### Work to be completed
Your task is to print the material below exactly as presented.

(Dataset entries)
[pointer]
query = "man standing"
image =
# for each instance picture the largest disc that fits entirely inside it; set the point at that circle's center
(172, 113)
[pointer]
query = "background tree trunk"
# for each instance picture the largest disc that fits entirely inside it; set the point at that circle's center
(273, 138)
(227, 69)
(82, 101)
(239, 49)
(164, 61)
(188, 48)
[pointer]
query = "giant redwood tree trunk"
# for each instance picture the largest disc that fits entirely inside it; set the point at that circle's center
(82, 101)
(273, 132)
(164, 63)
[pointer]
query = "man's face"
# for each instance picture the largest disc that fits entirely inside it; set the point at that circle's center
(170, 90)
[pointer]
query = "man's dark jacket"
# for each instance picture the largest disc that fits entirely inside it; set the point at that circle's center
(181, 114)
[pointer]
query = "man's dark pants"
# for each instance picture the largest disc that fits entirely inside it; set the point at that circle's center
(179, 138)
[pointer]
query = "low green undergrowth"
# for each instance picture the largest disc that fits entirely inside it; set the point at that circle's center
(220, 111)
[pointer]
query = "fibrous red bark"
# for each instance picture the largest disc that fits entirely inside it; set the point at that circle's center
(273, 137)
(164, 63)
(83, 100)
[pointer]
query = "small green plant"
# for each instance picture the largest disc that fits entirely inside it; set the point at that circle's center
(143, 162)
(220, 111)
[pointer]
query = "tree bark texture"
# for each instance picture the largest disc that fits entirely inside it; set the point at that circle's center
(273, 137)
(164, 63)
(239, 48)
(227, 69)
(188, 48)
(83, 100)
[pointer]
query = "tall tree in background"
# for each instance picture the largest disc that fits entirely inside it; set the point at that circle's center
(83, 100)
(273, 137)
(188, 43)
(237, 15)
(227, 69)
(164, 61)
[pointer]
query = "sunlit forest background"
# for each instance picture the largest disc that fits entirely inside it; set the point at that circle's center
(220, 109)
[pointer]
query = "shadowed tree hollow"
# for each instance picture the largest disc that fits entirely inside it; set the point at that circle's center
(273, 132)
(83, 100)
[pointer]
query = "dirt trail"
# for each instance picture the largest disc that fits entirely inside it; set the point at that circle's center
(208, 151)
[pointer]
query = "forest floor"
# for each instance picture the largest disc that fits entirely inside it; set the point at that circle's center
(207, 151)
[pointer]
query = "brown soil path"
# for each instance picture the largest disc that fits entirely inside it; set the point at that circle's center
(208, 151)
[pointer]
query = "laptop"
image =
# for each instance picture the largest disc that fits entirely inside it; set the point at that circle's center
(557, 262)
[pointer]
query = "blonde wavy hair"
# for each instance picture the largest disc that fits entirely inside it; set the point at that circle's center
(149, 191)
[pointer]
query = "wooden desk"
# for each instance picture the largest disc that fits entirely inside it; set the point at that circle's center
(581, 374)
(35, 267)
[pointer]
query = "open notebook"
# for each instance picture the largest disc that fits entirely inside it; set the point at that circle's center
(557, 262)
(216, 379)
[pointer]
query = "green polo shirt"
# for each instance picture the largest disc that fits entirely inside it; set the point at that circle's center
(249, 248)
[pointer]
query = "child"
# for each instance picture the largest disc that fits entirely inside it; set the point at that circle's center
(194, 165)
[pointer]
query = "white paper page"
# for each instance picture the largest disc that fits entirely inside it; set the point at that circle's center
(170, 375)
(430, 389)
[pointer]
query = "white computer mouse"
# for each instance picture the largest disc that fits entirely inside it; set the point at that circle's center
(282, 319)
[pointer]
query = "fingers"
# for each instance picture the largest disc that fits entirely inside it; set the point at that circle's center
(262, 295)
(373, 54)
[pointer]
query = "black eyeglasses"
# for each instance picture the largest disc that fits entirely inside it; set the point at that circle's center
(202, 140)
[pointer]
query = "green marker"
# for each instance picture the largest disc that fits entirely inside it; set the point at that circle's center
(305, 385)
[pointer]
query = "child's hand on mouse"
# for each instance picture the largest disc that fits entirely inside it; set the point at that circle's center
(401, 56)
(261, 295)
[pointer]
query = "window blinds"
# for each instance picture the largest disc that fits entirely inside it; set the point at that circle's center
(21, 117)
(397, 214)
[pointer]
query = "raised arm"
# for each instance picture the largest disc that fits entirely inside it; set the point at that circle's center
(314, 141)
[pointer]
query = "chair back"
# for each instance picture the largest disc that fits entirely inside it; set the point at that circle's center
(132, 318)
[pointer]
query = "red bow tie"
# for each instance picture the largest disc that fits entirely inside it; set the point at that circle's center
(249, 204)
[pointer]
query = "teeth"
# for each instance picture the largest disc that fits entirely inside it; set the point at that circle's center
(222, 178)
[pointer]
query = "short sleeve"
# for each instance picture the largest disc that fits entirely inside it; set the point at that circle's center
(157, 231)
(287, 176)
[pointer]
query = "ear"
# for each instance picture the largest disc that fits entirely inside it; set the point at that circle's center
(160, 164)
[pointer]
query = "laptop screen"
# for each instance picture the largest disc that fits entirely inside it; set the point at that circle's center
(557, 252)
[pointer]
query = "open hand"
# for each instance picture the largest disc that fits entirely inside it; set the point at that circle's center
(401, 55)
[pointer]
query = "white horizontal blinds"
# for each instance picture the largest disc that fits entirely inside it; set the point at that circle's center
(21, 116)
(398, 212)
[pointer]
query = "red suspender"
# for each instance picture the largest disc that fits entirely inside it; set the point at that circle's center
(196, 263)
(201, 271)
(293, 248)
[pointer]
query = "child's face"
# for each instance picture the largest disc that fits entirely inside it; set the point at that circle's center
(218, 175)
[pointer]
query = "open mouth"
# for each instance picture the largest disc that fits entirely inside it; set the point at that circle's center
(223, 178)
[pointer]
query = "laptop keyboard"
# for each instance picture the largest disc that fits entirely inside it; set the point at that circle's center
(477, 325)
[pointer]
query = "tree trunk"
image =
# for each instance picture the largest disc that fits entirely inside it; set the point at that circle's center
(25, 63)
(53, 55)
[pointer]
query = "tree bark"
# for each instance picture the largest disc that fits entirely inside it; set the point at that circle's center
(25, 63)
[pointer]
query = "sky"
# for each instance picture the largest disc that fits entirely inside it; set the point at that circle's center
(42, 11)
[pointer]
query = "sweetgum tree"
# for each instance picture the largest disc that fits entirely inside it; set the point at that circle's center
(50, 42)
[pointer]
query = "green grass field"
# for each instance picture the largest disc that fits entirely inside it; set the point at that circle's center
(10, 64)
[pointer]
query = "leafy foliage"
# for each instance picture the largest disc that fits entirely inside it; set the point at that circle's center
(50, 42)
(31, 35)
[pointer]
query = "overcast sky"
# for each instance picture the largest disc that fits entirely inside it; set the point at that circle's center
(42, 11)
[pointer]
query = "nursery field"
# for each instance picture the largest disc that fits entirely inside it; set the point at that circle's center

### Expected answer
[pointer]
query = "man standing"
image =
# for each instance picture the largest disc that fits entirely inside it; set the point at that circle's center
(172, 113)
[pointer]
query = "background tree trunk"
# for each instance picture the largest disc that fits entirely inside it; set the point at that circle's center
(273, 138)
(227, 69)
(82, 101)
(239, 49)
(164, 61)
(188, 48)
[pointer]
query = "giant redwood tree trunk"
# for each instance picture the largest disc that fits entirely inside it; set the point at that circle's center
(82, 101)
(273, 132)
(164, 63)
[pointer]
query = "man's face"
# for each instance picture the largest disc that fits entirely inside it; set the point at that circle's center
(170, 90)
[pointer]
query = "man's dark jacket"
# for each instance picture the largest disc that fits entirely inside it; set the point at that circle's center
(181, 114)
[pointer]
query = "man's dark pants"
# for each instance picture the largest disc that fits entirely inside it; set the point at that circle's center
(179, 138)
[pointer]
query = "low green undergrowth"
# for each instance picture the largest disc that fits entirely inside it; set the point at that circle's center
(220, 111)
[pointer]
query = "fibrous red bark"
# for each instance picture the largest disc that fits entirely inside it; set the point at that circle's center
(273, 137)
(164, 63)
(83, 100)
[pointer]
query = "small green plant"
# for each instance picture the largest disc that fits entirely inside it; set the point at that circle's center
(143, 162)
(220, 111)
[pointer]
query = "tree bark texture"
# for each instance picture the largest disc that fits entirely inside it; set the point at that circle's center
(273, 137)
(164, 63)
(239, 48)
(227, 69)
(188, 48)
(83, 100)
[pointer]
query = "tall tree in background"
# for each instance picture the largest disc that fits entirely inside it; set the point at that circle's center
(83, 100)
(273, 137)
(188, 43)
(237, 15)
(227, 69)
(164, 61)
[pointer]
query = "sunlit forest background"
# for each instance picture the largest disc that fits entirely inside it; set the point at that circle's center
(220, 109)
[pointer]
query = "shadowed tree hollow"
# for each instance picture the largest disc that fits entirely inside it; set the point at that circle's center
(273, 132)
(83, 100)
[pointer]
query = "dirt trail"
# for each instance picture the largest disc that fits entirely inside it; set the point at that circle's center
(208, 151)
[pointer]
query = "forest floor"
# for each instance picture the largest disc that fits entirely inside it; set the point at that circle's center
(207, 151)
[pointer]
query = "brown soil path"
# for each instance picture the largest disc that fits entirely inside it; set the point at that circle's center
(208, 151)
[pointer]
query = "laptop"
image =
# for each instance picture the largest disc that fits entirely inside it; set the point at that circle's center
(557, 262)
[pointer]
query = "blonde wavy hair"
# for each instance picture the largest disc that fits entirely inside it; set the point at that circle's center
(149, 191)
[pointer]
query = "wooden desk"
# for each instance picture the largest disc that fits entirely inside it; set the point at that circle's center
(581, 374)
(35, 267)
[pointer]
query = "open notebook"
# for each instance picture the largest disc that fits entirely inside it; set the point at that circle's center
(557, 262)
(216, 379)
[pointer]
query = "green polo shirt"
# for each instance picture the largest disc that fits entirely inside it; set the point at that circle's center
(249, 248)
[pointer]
query = "child"
# for each instance picture the largest disc that fits entirely inside it; set the point at that circle's center
(194, 165)
[pointer]
query = "white paper page"
# for each instance picture the largest disc that fits entirely inside it; set the point at that circle's center
(170, 375)
(430, 389)
[pointer]
query = "white computer mouse"
# for each instance picture the largest disc that fits entirely inside it; set the point at that circle's center
(282, 319)
[pointer]
query = "fingers"
# for each instance picture the largest disc that fits entirely inside it; set the point at that circle's center
(262, 295)
(373, 54)
[pointer]
query = "black eyeglasses"
# for each instance picture the largest disc that fits entirely inside it; set the point at that circle's center
(202, 140)
[pointer]
query = "green marker"
# for each instance picture the largest disc that fits entirely inside it; set the point at that circle's center
(305, 385)
[pointer]
query = "child's hand on mouse"
# for each instance picture the largest disc that fits entirely inside it; set the point at that circle's center
(401, 56)
(261, 295)
[pointer]
query = "window blinds"
# for each instance picture the largest disc that fits entirely inside it; set the point at that circle's center
(21, 117)
(397, 214)
[pointer]
query = "raised arm"
# for each instance picture the largest disc that fits entirely inside it; set the point at that circle's center
(314, 141)
[pointer]
query = "chair back"
# for each instance picture the largest disc that fits entirely inside it; set the point at that circle's center
(132, 318)
[pointer]
query = "red bow tie"
# for each instance picture the largest disc that fits entirely inside it; set the point at that circle's center
(249, 204)
[pointer]
query = "teeth"
# for each instance picture the largest disc that fits entirely inside it; set the point at that circle's center
(222, 178)
[pointer]
query = "short sleeve"
# for each instance picture the largest disc that fits entirely inside it; set the point at that circle's center
(157, 231)
(287, 176)
[pointer]
query = "ear"
# for each instance picture the largest disc that fits entirely inside it; set the point at that circle's center
(160, 164)
[pointer]
query = "laptop screen"
# for each instance picture the largest disc that fits entirely inside it; set the point at that circle's center
(557, 252)
[pointer]
query = "open hand"
# for each instance picture the largest disc that fits entirely inside it; set the point at that circle's center
(401, 55)
[pointer]
query = "white horizontal blinds"
# for each instance picture the largest disc that fits entirely inside it; set the point at that circle's center
(21, 116)
(398, 212)
[pointer]
query = "red suspender"
# for each instance picture the largest disc that fits entirely inside it; set the point at that circle's center
(196, 263)
(201, 271)
(293, 248)
[pointer]
query = "child's face"
# for each instance picture the largest disc that fits entirely inside it; set the point at that circle's center
(218, 175)
[pointer]
query = "open mouth"
# for each instance picture the largest disc that fits entirely inside it; set the point at that circle's center
(223, 178)
[pointer]
query = "laptop keyboard"
# for each instance picture the largest disc that fits entirely inside it; set the point at that circle's center
(477, 325)
[pointer]
query = "tree trunk"
image =
# for each instance picture the largest disc that fits entirely inside it; set the point at that circle's center
(25, 63)
(53, 55)
[pointer]
query = "tree bark"
# for each instance picture the largest disc that fits entirely inside it; set the point at that circle's center
(25, 63)
[pointer]
query = "sky"
# for each instance picture the largest disc that fits entirely inside it; set the point at that circle's center
(42, 11)
[pointer]
query = "sweetgum tree"
# for each instance picture the largest disc that fits entirely inside it; set the point at that circle's center
(50, 42)
[pointer]
query = "green grass field"
# for each instance picture the largest disc that fits entirely inside it; set the point at that circle's center
(10, 64)
[pointer]
query = "leafy foliage"
# for each instance picture the largest disc that fits entirely inside it; set the point at that circle's center
(50, 42)
(31, 35)
[pointer]
query = "overcast sky"
# for each instance picture the largest disc that fits entirely inside it; set the point at that circle's center
(42, 11)
[pointer]
query = "nursery field"
# for each instance picture the largest disc that fits entirely inside it; set the point at that circle's center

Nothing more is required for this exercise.